··· PASSAGE PROVIDED ···
That being said, I am not totally for or against forgiveness and/or quotes from Google. I might remind you that this is just my opinion, and everyone is different; insert more happy horseshit here. And if you're into non-gym-related, self-righteous circle jerking, that's none of my business. I'm a random internet person, and if you're still reading this... well, shit. I'm sorry. Please forgive me.
In any case, forgiveness is different for everyone... and it is different for different situations. I'm a forgiving person... obviously, I'm not still harboring hatred for the lady that butted in front of me when I was reaching for the last bag of cat food on sale, or for the person that I thought was my best friend spreading nasty rumors about me. Maybe that lady needed more cat food than me, and maybe my ex-bff needs more attention or some kind of psychiatric intervention. Maybe even an exorcism. Whatever. I forgive them.
Sometimes, however, there are things that most of society has deemed unforgivable. Namely, certain types of abuse. Yet, as survivors, we are often (directly or indirectly) pressured to forgive. It's for our own good, etc. etc...
Maybe it is, I don't know. I'm not a mental health expert—or an expert on anything for that matter. But I'd just like to give you my take on this.
I'm a survivor of childhood emotional, physical, and sexual abuse, as well as a good healthy smattering of neglect and abandonment. Because of my upbringing (or lack thereof), I often stupidly placed myself in dangerous and abusive situations and relationships, as an adolescent and as a young adult. It's been a hell of a ride, folks.
··· GIVEN INFORMATION ···
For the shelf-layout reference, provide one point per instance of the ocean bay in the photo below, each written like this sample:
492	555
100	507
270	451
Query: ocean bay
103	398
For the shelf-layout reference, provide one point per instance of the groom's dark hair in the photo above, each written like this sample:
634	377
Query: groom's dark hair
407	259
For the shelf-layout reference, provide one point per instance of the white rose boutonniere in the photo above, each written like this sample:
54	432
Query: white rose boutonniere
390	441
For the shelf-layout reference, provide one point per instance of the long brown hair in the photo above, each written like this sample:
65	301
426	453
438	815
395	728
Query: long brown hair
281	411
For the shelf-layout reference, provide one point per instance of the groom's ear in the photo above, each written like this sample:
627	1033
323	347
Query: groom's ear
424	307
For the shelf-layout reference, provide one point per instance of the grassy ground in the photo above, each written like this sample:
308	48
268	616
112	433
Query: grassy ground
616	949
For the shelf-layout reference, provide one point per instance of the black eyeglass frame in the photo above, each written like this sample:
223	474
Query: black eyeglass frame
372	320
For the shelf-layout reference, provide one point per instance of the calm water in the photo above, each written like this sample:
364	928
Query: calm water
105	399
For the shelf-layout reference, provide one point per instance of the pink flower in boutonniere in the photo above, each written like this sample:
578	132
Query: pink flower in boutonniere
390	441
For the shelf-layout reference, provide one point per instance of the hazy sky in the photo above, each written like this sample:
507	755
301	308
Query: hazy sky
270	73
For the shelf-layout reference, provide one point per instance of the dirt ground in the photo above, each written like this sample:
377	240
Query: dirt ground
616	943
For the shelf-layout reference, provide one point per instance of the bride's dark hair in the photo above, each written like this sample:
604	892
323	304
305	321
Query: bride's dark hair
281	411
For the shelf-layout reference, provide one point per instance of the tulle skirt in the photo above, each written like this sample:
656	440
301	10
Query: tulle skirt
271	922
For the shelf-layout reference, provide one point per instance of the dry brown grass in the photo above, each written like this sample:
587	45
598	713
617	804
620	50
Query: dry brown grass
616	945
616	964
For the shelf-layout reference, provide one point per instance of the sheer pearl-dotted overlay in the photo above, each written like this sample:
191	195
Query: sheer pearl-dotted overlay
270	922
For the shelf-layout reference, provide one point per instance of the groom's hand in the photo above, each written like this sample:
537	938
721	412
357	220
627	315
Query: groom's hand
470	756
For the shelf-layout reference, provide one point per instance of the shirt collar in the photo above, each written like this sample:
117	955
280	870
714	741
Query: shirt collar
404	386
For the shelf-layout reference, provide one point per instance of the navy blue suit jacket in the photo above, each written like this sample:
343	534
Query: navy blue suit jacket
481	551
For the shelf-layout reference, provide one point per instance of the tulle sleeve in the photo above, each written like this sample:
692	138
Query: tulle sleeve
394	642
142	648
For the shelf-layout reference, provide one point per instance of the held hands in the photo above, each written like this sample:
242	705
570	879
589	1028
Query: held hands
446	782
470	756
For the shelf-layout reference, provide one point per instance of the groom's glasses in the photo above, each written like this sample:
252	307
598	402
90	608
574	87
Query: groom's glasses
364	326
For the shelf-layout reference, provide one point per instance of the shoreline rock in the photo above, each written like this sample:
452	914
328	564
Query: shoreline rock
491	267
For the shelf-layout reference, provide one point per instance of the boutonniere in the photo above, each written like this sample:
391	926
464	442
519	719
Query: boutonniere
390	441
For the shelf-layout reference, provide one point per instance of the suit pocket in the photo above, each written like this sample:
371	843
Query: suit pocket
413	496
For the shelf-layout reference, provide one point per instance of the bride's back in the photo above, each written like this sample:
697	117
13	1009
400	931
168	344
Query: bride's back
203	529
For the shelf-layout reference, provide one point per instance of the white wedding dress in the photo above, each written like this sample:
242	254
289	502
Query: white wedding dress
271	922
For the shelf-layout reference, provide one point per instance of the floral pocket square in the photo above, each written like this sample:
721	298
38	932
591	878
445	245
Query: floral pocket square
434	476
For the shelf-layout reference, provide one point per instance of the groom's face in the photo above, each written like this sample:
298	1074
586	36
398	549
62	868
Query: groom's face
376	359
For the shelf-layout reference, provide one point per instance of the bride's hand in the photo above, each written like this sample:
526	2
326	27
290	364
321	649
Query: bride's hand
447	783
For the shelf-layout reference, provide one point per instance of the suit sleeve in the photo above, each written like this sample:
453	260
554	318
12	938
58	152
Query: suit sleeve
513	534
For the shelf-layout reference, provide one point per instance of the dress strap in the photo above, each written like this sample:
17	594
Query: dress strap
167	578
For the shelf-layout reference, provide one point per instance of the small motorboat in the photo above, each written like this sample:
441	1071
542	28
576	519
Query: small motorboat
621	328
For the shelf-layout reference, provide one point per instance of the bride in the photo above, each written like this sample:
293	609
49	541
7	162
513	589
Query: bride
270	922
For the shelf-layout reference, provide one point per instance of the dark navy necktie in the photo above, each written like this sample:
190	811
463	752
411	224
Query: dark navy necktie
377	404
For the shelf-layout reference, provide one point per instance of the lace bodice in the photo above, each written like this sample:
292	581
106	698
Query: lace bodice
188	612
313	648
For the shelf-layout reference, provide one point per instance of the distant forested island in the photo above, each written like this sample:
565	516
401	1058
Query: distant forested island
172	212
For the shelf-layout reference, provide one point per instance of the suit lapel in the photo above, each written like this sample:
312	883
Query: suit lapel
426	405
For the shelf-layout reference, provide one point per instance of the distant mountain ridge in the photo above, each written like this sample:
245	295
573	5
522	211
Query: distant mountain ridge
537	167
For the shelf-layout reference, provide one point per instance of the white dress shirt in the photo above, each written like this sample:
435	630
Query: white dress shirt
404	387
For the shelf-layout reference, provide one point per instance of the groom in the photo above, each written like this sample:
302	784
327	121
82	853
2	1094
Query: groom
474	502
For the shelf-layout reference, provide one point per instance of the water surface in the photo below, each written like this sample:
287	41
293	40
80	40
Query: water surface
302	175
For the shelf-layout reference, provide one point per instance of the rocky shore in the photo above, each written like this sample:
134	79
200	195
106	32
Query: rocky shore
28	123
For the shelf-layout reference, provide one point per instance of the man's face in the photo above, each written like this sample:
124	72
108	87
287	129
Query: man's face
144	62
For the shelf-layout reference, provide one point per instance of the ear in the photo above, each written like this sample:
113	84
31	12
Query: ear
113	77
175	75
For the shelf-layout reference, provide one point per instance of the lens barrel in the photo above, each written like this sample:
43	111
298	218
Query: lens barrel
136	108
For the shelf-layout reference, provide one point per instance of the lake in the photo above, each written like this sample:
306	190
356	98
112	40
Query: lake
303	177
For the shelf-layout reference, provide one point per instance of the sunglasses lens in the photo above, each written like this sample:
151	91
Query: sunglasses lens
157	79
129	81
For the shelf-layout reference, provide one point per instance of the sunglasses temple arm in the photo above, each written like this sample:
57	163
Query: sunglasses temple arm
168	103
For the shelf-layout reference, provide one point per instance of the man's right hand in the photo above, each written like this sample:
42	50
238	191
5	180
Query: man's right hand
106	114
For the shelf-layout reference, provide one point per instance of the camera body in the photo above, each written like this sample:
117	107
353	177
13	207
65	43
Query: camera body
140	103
···
■ YOUR TASKS
**a.** From the essay on forgiveness, list every form of mistreatment the writer says they survived.
**b.** According to the essay on forgiveness, why did the writer end up in dangerous and abusive situations and relationships as an adolescent and young adult? Answer in one to three sentences.
**c.** Continue the essay on forgiveness from its last sentence.

■ OUTPUTS IN ORDER
**a.** Emotional abuse, physical abuse, sexual abuse, neglect, and abandonment

**b.** The writer attributes it to their upbringing, or the lack of one. That upbringing led them to place themselves in those situations.

**c.**
I did kind of find my way out of the dark, and I'll tell you right now that it wasn't due to any forgiveness or self-righteous circle jerking either. Also, Google probably didn't even exist when I was an adolescent, so I didn't even have so much as a single quote to pull me through. The fact that I am still alive may be due to stupid luck, but the fact that I am sane to boot? That's all due to pure fucking will. I did forgive some of the people that hurt me, sure. It's not my parents' fault that they didn't know how to effectively parent when they had never been effectively parented themselves.
There's some people that did hurt me quite badly, and almost ruined me for life. Or ruined life for me. Whatever. The point is some of them I was able to forgive in time. Most are dead to me. I don't know where they are, or what they're doing, and I don't care. The rest can go take a flying fuck at a flaming tire. Honestly, I wouldn't piss on them if they were on fire. That's not to say that I sit here all day, stewing in my hatred. I'm just saying that everyone is different, and I did not feel the need to forgive these certain motherfuckers for the sake of my own well-being. They had no right to do what they did—and so, I have no obligation to do anyfuckingthing for them... even if all the self help books might say different.
That's the thing, right? Everyone is different. A person could probably come through a lifetime of abuse, and with the proper therapy, tools, and what have you, go on with life wishing nothing but love, light, and laughter to every living being. Maybe even some happy horseshit thrown in for good measure. Good for them.
We're not all like that.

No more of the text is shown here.